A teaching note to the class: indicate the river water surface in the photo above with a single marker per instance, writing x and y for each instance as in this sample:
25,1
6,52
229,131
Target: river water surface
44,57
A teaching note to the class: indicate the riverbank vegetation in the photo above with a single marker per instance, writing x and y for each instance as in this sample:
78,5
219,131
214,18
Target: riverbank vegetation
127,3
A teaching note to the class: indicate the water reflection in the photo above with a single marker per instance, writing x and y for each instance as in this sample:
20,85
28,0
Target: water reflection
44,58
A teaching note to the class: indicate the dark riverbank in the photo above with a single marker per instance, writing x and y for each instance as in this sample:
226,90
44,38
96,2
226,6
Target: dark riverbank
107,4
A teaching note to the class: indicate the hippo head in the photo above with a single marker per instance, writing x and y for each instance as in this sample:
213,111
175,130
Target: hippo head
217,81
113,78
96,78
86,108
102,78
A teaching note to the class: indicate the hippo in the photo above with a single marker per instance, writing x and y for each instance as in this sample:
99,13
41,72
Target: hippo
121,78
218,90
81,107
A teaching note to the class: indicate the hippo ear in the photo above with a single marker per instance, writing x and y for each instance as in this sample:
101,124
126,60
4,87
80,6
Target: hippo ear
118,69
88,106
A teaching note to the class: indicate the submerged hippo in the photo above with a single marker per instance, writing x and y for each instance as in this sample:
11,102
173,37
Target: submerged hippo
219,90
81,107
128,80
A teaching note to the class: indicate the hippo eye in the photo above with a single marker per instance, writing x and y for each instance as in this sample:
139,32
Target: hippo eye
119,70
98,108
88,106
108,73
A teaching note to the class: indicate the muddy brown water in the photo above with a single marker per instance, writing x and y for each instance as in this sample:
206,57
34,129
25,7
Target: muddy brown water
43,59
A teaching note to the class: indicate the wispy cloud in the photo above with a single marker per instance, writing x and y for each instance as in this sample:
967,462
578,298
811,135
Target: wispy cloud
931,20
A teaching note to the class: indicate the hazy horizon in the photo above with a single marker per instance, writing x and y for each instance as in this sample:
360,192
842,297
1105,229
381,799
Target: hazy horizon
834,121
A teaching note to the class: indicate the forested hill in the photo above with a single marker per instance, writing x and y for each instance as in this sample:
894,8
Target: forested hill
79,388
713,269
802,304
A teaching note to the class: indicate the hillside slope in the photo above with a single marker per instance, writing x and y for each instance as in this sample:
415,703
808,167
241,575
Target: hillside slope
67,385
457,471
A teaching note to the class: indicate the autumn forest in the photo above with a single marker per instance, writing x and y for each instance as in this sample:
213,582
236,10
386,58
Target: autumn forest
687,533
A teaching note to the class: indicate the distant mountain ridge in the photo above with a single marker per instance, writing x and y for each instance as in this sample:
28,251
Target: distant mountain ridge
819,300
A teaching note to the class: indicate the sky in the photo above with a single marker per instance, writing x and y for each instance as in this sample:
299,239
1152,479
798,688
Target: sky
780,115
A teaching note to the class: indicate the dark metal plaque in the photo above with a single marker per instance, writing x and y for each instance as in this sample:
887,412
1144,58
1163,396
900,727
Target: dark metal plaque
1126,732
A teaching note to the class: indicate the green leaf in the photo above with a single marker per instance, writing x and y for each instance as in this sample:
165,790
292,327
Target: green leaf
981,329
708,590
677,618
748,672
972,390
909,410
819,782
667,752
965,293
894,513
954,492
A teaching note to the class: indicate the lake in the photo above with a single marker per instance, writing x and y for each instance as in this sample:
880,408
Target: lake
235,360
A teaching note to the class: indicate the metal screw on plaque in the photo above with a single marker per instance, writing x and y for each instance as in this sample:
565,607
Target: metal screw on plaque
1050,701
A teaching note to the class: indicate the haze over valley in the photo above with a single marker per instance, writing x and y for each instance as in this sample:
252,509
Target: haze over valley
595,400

————

TASK REQUIREMENTS
For the material above, produce a word-for-word copy.

ANSWER FOR THE TASK
A teaching note to the class: indicate the river water surface in the photo above with a single marker per instance, writing x and y for each instance as in this sample:
25,1
6,52
229,131
Target: river water surface
44,57
A teaching note to the class: indicate the riverbank vegetation in the photo above with a single marker per instance, writing x and y for each instance as in this sample:
78,5
219,131
214,18
Target: riverbank vegetation
127,3
A teaching note to the class: indicate the water reflection in the photo above with a single marker per instance, writing x and y for each instance as in this sample:
20,85
28,0
Target: water reflection
44,58
A teaching note to the class: indicate the dark riverbank in the photo above with a single marker per instance, writing x and y for each instance as in this sample:
226,90
44,38
96,2
226,6
Target: dark riverbank
107,4
A teaching note to the class: indicate the hippo head in the photo above with a single marker per instance, writing x and y for each instance as in this sample:
213,111
175,130
Target: hippo head
217,81
113,78
96,78
86,108
102,78
A teaching note to the class: indicate the hippo in the photo above with a single marker per instance, writing x and y for each instance as in this sample:
99,13
41,72
Target: hippo
121,78
218,90
81,107
A teaching note to the class: indicate the hippo ear in the photo above with a single marker per instance, writing x and y for each instance as in this sample:
101,124
126,60
4,87
80,6
Target: hippo ear
118,69
88,106
A teaching note to the class: indicate the submerged hippo in the photo above with a single marker per instance, writing x and y for each instance as in this sample:
11,102
173,37
Target: submerged hippo
219,90
81,107
128,80
A teaching note to the class: indicate the hippo eye in the photo above with a single marker per instance, writing x and y for each instance as in this sample:
139,32
Target: hippo eye
119,70
98,108
88,106
108,73
A teaching note to the class: indicate the muddy brown water in the photo above with a single marker per instance, writing x and y for each instance as in this sample:
206,57
34,129
25,7
Target: muddy brown water
43,59
A teaching note to the class: indicate the wispy cloud in the photo above with a single marker per instance, writing x and y for each instance as in this sample:
967,462
578,298
811,135
Target: wispy cloud
931,20
A teaching note to the class: indicate the hazy horizon in the photo above with a single marker per instance, writing x and y for each instance as in this sample:
360,192
842,297
1105,229
381,799
Target: hazy horizon
834,121
A teaching note to the class: indicate the forested hill in the photo above with a single marker per instance, writing x and y for each instance as in this sample:
894,8
Target: forested hill
79,388
713,269
802,304
A teaching note to the class: indicate the hillside slope in the photo above with a single marker per instance, writing x and y for each instance as in this sample:
415,703
808,167
241,575
Target: hillside slope
67,385
457,471
A teaching note to the class: indicate the autumn forest in the photo above with a single marker per instance, writing x and y for each instance as in this sample:
213,582
236,10
386,58
Target: autumn forest
687,533
A teaching note to the class: indicate the distant mountain ridge in the photo above with a single marker per instance, writing x and y for each instance as in this sample:
28,251
Target: distant mountain ridge
819,300
A teaching note to the class: indicate the sky in the photo above with a single marker per instance, writing x and y for each instance as in this sample:
299,239
1152,479
798,688
Target: sky
780,115
A teaching note to the class: indicate the dark metal plaque in the photo above with a single marker per instance, writing x and y for each instance as in this sample:
887,412
1144,58
1163,396
900,727
Target: dark metal plaque
1126,732
A teaching note to the class: indicate the green leaf in the photo above with a single marker per instance, writing x and y for each instance as in this sample:
165,790
292,327
Target: green leaf
981,329
708,590
677,618
748,672
972,390
909,410
819,782
667,752
965,293
894,513
954,492
A teaching note to the class: indicate the lake in the photo above with a single marker per instance, writing x and y for each instance as in this sample:
880,408
Target: lake
235,360
A teaching note to the class: indicate the metal screw on plaque in the photo above with a single marker per instance, writing x and y for each instance as in this sample:
565,607
Target: metal screw on plaque
1050,701
A teaching note to the class: indicate the haze over valley in the photo above with a single marker per instance, writing x and y for each instance as in this sample:
252,509
Target: haze over valley
595,400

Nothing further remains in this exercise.